_Things to do_.
(A) What full-year 2020 sales forecast does the Canadian auto sales commentary keep?
(B) Carry on the Canadian auto sales commentary, starting after its last sentence.

_Extract_.
★ ★ ★ ★ ★

Canadian auto sales stabilized in October with a modest -0.6% m/m (sa) deceleration, sitting 2.5% down year-over-year. October’s selling rate at 1.85 mn saar units is only 5% below 2019 annual sales. This mirrors the broader economic recovery where gains are largely moderating following impressive rebounds in the immediate aftermath of lockdowns. GDP guidance for September estimates the economy grew by 0.7% m/m, while surprisingly strong job growth that month underpinned the recovery, adding 290k jobs (mostly parents), but October numbers are expected to be sideways. Retail sales in September were flat, but levels had already surpassed pre-pandemic activity in the summer so a stabilization was not unexpected. Escalating second waves across most of the country will likely increasingly weigh on confidence—and more concretely, on job security in targeted sectors facing restricted activity—until curves start flattening. In fact, consumer sentiment, as reported by the Conference Board, dipped by a substantial 9 ppts in October, while major purchase intentions also deteriorated. This will continue to present headwinds for auto sales, but the new employment benefits that started in the second week of October should provide some support as it effectively restarts the clock for claimants who may have exhausted benefits under the old scheme. Further domestic policy support is also expected in the Fall budget. We maintain our sales forecast outlook at 1.6 mn units for 2020 with still some potential for volatility in the final stretch.

★ ★ ★ ★ ★

_Dataset content_.

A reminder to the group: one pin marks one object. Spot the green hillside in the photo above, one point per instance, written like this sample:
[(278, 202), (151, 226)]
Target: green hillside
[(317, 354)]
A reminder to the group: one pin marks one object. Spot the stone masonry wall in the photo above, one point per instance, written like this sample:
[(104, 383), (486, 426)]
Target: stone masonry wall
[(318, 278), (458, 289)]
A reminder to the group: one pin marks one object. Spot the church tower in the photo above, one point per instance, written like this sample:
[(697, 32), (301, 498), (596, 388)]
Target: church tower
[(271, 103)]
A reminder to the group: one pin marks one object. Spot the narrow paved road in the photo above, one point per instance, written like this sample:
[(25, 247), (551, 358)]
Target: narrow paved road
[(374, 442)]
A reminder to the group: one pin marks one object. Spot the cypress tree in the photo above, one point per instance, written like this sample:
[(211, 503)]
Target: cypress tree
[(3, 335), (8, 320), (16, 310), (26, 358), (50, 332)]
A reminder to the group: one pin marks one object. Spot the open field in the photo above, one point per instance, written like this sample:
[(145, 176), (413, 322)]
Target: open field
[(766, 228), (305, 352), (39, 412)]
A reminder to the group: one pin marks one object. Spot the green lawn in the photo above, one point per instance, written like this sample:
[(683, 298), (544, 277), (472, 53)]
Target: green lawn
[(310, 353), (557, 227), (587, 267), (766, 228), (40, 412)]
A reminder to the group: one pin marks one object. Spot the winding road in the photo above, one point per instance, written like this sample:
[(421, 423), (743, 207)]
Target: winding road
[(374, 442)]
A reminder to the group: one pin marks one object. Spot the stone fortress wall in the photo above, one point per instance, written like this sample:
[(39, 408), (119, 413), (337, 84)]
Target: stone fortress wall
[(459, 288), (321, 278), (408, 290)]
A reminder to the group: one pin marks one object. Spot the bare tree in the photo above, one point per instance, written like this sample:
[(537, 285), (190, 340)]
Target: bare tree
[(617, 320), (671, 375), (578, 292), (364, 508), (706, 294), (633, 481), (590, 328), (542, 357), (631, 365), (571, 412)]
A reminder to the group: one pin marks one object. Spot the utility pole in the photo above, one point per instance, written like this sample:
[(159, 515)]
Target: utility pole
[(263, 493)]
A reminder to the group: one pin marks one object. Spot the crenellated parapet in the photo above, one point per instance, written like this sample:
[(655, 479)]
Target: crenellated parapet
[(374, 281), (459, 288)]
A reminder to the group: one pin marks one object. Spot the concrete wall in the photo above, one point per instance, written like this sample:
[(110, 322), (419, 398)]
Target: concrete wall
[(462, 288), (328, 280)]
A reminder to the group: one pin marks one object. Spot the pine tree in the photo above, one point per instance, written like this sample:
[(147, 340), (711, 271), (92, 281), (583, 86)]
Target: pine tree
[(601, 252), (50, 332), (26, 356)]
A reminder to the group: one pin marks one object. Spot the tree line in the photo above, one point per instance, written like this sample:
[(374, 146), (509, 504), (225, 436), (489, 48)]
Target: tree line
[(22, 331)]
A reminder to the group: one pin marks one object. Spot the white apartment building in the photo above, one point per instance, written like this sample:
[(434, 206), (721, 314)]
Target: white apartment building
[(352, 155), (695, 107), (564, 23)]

★ ★ ★ ★ ★

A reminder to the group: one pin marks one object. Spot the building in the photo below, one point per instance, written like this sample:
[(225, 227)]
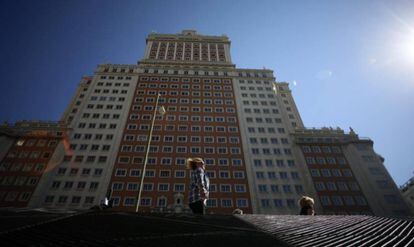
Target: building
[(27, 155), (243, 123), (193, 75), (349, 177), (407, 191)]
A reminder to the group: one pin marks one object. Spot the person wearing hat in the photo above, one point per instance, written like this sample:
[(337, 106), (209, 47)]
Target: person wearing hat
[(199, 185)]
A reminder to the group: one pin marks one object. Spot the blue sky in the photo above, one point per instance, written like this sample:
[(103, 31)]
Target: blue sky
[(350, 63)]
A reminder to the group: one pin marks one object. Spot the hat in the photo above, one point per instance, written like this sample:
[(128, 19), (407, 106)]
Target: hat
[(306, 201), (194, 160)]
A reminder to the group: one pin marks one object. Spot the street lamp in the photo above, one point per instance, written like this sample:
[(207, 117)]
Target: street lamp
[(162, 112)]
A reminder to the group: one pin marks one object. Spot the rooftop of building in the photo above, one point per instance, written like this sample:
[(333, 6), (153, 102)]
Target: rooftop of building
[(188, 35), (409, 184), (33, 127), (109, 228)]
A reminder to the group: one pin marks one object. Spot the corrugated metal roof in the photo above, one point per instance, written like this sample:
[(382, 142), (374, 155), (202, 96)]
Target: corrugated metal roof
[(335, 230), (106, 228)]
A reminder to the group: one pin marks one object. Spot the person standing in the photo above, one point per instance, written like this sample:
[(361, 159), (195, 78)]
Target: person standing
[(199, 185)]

★ ★ ★ ★ ★

_Responses to the exercise_.
(A) 1.6 million units.

(B)
US auto sales saw a pullback of -1.5% m/m (sa) in October. On a year-over-year basis, activity was modestly positive at 1%, but performance is likely overstated against this metric given GM strikes affected last October’s sales as well as an additional selling day this year. While there has been a steady moderation in recent months following the initial rebound in US auto sales, purchases are by no means stalling. October’s selling rate of 16.2 mn units is less than 5% below last year’s annual sales. A broader range of economic indicators continue to hold up against second (or third) waves of the pandemic—at least in September—including a stronger-than-anticipated Q3 GDP print, a solid 1.9% m/m pick-up in retail sales, and similar strength in housing starts. Unemployment also edged down (to 7.9% in September), while more recent weekly jobless claims continued to trend downward in October. Personal income was also up modestly (0.9%) in September. Housing sales, on the other hand, which contracted by 3.5% m/m (sa) in September, are arguably more forward-looking with a closing lag. Other forward-looking indicators also paint a mixed picture: the University of Michigan’s consumer confidence survey showed a mid-month improvement in sentiment, whereas the Conference Board finds the opposite. Importantly, auto purchase intentions under the latter survey showed a sharp pullback of more than 2 ppts. We maintain our 2020 forecast at 14.2 mn units. While we consistently underscore the downside risks to our outlook, there is also some upside if election outcomes provide greater certainty such that Americans further draw down still-substantial household savings over the remainder of the year, along with an expectation of greater supports.